GIVEN INSTRUCTION: Omit every picture, then give all the entries again exactly.
# DATASET RECORDS start
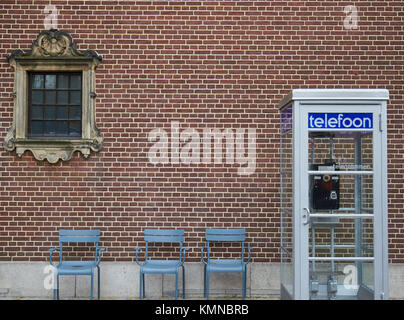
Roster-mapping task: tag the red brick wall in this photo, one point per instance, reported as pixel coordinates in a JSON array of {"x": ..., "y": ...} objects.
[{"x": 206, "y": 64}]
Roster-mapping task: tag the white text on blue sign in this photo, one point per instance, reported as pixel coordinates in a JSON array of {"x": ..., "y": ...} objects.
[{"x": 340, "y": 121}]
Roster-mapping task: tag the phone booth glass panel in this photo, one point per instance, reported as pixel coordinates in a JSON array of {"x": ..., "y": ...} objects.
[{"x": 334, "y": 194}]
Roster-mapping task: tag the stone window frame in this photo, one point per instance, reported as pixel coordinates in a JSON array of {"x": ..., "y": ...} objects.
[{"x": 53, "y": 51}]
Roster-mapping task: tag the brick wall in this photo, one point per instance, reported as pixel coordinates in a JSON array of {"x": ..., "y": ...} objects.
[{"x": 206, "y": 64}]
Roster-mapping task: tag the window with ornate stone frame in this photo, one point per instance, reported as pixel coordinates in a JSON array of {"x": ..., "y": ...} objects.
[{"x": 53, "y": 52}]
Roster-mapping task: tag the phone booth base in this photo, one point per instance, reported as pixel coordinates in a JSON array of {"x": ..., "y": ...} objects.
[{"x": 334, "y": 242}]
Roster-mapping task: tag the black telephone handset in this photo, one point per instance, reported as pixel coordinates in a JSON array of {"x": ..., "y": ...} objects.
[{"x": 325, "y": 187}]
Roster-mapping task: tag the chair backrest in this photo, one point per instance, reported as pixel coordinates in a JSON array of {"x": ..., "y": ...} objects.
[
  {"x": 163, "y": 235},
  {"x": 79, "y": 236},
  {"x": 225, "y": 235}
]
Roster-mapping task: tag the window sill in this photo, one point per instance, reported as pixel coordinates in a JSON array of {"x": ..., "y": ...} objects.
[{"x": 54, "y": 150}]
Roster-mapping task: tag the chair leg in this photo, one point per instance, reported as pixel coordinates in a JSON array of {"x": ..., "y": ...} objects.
# DATASET RECORDS end
THE OUTPUT:
Roster-mapping task: tag the red brick wall in this photo, one point per instance, reported as pixel coordinates in a JSON array of {"x": ..., "y": ...} objects.
[{"x": 206, "y": 64}]
Roster-mapping task: tag the white text on blue sign in this photo, one point per instance, reported as pixel coordinates in a JSON array of {"x": ..., "y": ...} objects.
[{"x": 340, "y": 121}]
Roster-mapping task: tag the phone booth glass panel in this photo, one point per instance, reported as pixel coordinates in a JSON array of {"x": ..., "y": ...} objects.
[{"x": 334, "y": 194}]
Roster-mapping task: tag the stone window frame in this photo, one point per instance, reported as pixel coordinates in a JSON array of {"x": ..., "y": ...} objects.
[{"x": 53, "y": 51}]
Roster-mapping task: tag the brick wall in this photo, one point per instance, reported as pixel coordinates in a JSON array of {"x": ..., "y": ...} objects.
[{"x": 206, "y": 64}]
Roster-mapping task: tag the window with ornate stone frame in this photo, one point per instance, reported as pixel coordinates in a JSON array of {"x": ..., "y": ...} objects.
[{"x": 53, "y": 52}]
Roster-mapping task: tag the phone booth base in this photo, one point per instance, reported as pixel coordinates in a JSON array of {"x": ..., "y": ...} objects.
[{"x": 334, "y": 242}]
Roster-mapping task: tag the black telephone handset in this photo, one point per instance, reported as pixel coordinates in a JSON array of {"x": ..., "y": ...} objects.
[{"x": 325, "y": 187}]
Roster-mapping task: tag the chair backrest in this photo, one point per instance, reported as pixel coordinates in a JSON array of {"x": ..., "y": ...} objects.
[
  {"x": 163, "y": 235},
  {"x": 79, "y": 236},
  {"x": 225, "y": 235}
]
Roster-mapping task: tag the window sill in this photo, one point per instance, reported as pixel coordinates in a JSON array of {"x": ..., "y": ...} objects.
[{"x": 54, "y": 150}]
Roster-mapping task: tag the chair leg in this photo, one point per instance, reported as pixel coordinates in a JSON array of {"x": ..., "y": ...} objects.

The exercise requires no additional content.